**What to work on**
Please write out the material again, requests included, from its start down to and including the line that contains "xmin=0 ymin=457 xmax=425 ymax=480", adding 97 to every bounding box coordinate in the answers. Leave the pictures out.

+ + + +

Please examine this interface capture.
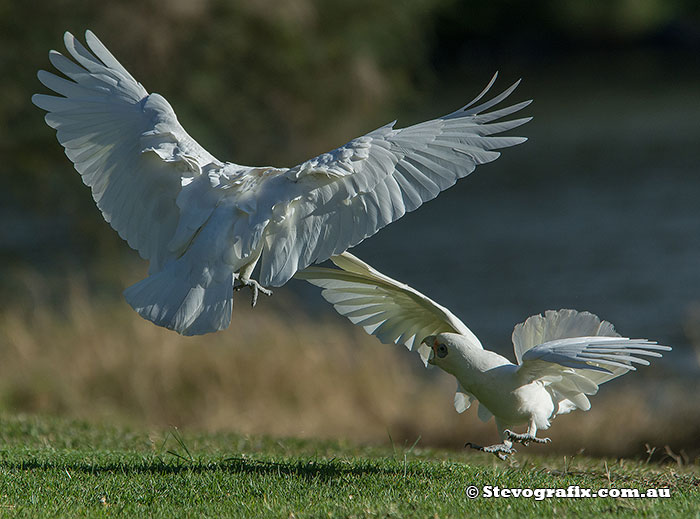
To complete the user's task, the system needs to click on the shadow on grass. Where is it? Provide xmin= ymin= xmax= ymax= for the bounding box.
xmin=0 ymin=457 xmax=425 ymax=480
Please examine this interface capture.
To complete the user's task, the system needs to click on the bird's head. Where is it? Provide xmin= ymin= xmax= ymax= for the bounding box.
xmin=423 ymin=333 xmax=464 ymax=373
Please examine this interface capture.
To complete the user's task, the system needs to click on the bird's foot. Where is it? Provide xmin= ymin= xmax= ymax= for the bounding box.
xmin=464 ymin=442 xmax=517 ymax=461
xmin=233 ymin=278 xmax=272 ymax=307
xmin=503 ymin=429 xmax=552 ymax=447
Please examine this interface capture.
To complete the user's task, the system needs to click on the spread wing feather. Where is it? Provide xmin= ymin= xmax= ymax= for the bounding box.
xmin=260 ymin=75 xmax=530 ymax=286
xmin=513 ymin=310 xmax=671 ymax=414
xmin=32 ymin=31 xmax=220 ymax=271
xmin=32 ymin=31 xmax=529 ymax=340
xmin=295 ymin=252 xmax=481 ymax=362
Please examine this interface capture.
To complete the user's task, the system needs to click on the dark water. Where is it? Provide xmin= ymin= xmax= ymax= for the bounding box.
xmin=6 ymin=65 xmax=700 ymax=374
xmin=292 ymin=76 xmax=700 ymax=374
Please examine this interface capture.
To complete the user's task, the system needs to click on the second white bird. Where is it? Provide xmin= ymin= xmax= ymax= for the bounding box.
xmin=296 ymin=252 xmax=671 ymax=459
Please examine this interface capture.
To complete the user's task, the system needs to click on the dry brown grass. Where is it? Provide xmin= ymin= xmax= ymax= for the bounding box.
xmin=0 ymin=270 xmax=700 ymax=457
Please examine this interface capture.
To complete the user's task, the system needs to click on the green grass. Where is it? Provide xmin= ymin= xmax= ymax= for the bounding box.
xmin=0 ymin=416 xmax=700 ymax=518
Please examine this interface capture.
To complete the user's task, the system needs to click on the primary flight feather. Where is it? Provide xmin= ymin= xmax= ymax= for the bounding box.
xmin=32 ymin=31 xmax=529 ymax=335
xmin=295 ymin=252 xmax=671 ymax=459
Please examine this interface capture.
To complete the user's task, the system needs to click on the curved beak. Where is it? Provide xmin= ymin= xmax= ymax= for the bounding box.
xmin=423 ymin=335 xmax=437 ymax=364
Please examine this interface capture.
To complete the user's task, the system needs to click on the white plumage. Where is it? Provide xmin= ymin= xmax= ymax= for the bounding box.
xmin=32 ymin=31 xmax=529 ymax=335
xmin=295 ymin=252 xmax=671 ymax=459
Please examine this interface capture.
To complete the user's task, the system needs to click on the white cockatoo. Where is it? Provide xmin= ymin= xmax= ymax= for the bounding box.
xmin=295 ymin=252 xmax=671 ymax=459
xmin=32 ymin=31 xmax=529 ymax=335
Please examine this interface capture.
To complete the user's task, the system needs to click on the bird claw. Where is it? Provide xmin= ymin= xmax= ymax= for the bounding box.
xmin=503 ymin=429 xmax=552 ymax=447
xmin=233 ymin=279 xmax=272 ymax=308
xmin=464 ymin=442 xmax=517 ymax=461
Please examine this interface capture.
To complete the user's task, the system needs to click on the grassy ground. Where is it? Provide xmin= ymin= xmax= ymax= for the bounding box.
xmin=0 ymin=272 xmax=700 ymax=461
xmin=0 ymin=415 xmax=700 ymax=518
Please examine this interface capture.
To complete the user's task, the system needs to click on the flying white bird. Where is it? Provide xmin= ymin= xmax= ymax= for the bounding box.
xmin=32 ymin=31 xmax=530 ymax=335
xmin=295 ymin=252 xmax=671 ymax=459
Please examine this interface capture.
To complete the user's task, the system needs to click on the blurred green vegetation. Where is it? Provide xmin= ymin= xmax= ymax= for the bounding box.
xmin=0 ymin=0 xmax=700 ymax=264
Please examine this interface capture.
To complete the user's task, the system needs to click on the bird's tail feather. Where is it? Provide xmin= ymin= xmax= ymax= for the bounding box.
xmin=124 ymin=258 xmax=233 ymax=335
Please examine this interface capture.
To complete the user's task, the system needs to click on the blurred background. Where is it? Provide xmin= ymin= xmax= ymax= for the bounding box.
xmin=0 ymin=0 xmax=700 ymax=459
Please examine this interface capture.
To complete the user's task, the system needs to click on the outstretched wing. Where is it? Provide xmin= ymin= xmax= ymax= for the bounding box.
xmin=260 ymin=75 xmax=530 ymax=286
xmin=295 ymin=252 xmax=481 ymax=363
xmin=32 ymin=31 xmax=221 ymax=271
xmin=518 ymin=336 xmax=671 ymax=414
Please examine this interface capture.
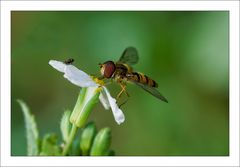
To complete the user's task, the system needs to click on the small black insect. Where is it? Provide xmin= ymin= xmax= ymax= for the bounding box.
xmin=64 ymin=58 xmax=74 ymax=64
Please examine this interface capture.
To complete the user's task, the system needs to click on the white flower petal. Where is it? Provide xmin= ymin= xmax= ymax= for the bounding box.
xmin=64 ymin=65 xmax=98 ymax=87
xmin=49 ymin=60 xmax=98 ymax=87
xmin=103 ymin=86 xmax=125 ymax=124
xmin=49 ymin=60 xmax=67 ymax=73
xmin=99 ymin=91 xmax=110 ymax=110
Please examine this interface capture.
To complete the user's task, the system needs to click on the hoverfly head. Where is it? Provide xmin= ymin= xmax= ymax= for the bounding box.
xmin=99 ymin=61 xmax=116 ymax=78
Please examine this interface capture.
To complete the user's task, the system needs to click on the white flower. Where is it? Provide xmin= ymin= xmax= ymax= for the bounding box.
xmin=49 ymin=60 xmax=125 ymax=124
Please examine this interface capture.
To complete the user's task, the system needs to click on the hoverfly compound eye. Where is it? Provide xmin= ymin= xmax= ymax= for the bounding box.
xmin=103 ymin=61 xmax=116 ymax=78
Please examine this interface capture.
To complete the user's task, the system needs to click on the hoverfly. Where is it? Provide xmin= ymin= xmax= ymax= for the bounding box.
xmin=63 ymin=58 xmax=74 ymax=64
xmin=99 ymin=47 xmax=168 ymax=102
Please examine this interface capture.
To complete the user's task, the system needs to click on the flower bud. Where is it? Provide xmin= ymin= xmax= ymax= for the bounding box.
xmin=90 ymin=128 xmax=111 ymax=156
xmin=70 ymin=87 xmax=101 ymax=128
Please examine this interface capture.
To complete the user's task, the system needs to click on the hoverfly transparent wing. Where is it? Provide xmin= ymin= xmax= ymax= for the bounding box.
xmin=133 ymin=82 xmax=168 ymax=103
xmin=117 ymin=47 xmax=139 ymax=65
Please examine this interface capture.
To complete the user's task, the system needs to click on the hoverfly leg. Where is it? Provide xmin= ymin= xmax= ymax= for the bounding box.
xmin=117 ymin=82 xmax=126 ymax=99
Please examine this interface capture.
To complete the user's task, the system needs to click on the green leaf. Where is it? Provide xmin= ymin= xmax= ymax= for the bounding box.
xmin=70 ymin=87 xmax=102 ymax=128
xmin=17 ymin=100 xmax=39 ymax=156
xmin=60 ymin=110 xmax=71 ymax=143
xmin=40 ymin=134 xmax=61 ymax=156
xmin=80 ymin=122 xmax=97 ymax=155
xmin=90 ymin=128 xmax=111 ymax=156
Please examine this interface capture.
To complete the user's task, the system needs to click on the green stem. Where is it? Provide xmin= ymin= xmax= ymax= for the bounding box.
xmin=62 ymin=124 xmax=78 ymax=155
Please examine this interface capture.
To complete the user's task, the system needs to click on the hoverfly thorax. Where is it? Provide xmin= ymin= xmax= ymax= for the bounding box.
xmin=100 ymin=61 xmax=116 ymax=78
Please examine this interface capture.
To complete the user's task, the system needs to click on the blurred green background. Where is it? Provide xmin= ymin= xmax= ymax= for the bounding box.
xmin=11 ymin=11 xmax=229 ymax=156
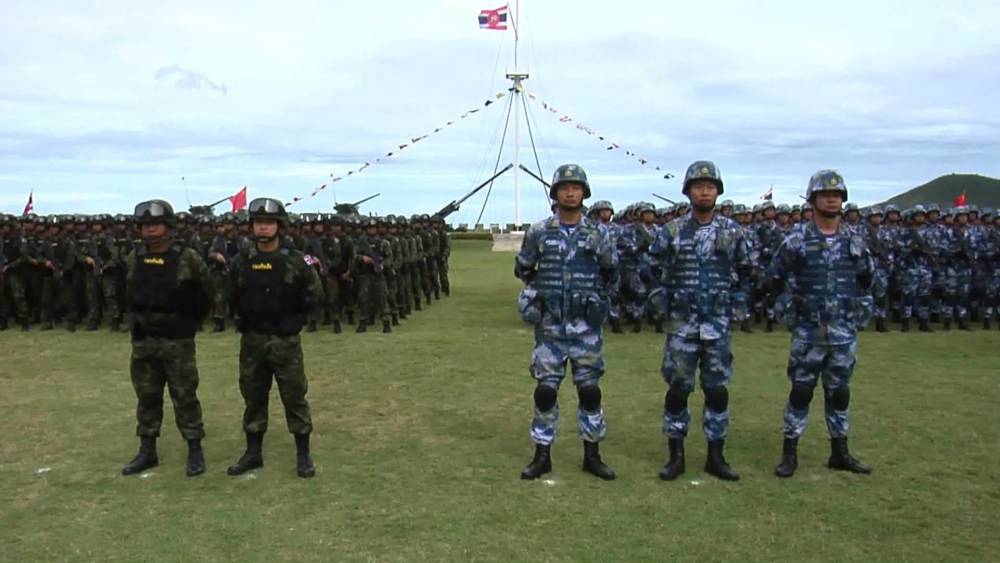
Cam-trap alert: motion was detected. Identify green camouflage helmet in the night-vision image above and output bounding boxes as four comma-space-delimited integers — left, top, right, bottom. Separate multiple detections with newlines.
806, 170, 847, 203
681, 160, 723, 195
248, 197, 290, 228
549, 164, 590, 199
134, 199, 177, 227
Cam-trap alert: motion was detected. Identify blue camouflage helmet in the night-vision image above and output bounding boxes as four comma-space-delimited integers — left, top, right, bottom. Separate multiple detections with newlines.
681, 160, 724, 195
587, 199, 615, 215
549, 164, 590, 199
806, 170, 847, 203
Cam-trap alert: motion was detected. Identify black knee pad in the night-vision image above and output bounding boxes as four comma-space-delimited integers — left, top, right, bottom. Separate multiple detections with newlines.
827, 387, 851, 411
705, 387, 729, 412
663, 387, 690, 414
535, 385, 558, 412
788, 385, 814, 411
576, 385, 601, 412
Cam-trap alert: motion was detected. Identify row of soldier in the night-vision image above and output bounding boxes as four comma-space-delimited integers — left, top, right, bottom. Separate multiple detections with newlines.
587, 200, 1000, 333
0, 211, 451, 333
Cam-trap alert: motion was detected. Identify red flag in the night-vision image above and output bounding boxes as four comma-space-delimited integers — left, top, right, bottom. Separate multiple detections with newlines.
479, 6, 507, 31
229, 186, 247, 213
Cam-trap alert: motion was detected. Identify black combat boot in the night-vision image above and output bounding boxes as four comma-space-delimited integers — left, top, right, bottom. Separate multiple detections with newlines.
705, 440, 740, 481
774, 438, 799, 477
122, 436, 160, 475
826, 437, 872, 475
521, 444, 552, 481
583, 440, 615, 481
660, 438, 685, 481
295, 434, 316, 479
226, 432, 264, 476
184, 440, 205, 477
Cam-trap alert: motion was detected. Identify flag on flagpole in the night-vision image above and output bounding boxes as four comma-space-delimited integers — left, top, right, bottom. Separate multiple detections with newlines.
479, 6, 507, 31
21, 190, 35, 215
229, 186, 247, 213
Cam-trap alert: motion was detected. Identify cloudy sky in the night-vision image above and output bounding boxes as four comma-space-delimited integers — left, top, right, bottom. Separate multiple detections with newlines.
0, 0, 1000, 223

+ + + +

**In response**
Please examine this interface capture.
To complete the user's task, the system needs to click on the shadow on grass. Where is it? Provide xmin= ymin= xmax= ymax= for the bounding box.
xmin=97 ymin=554 xmax=522 ymax=577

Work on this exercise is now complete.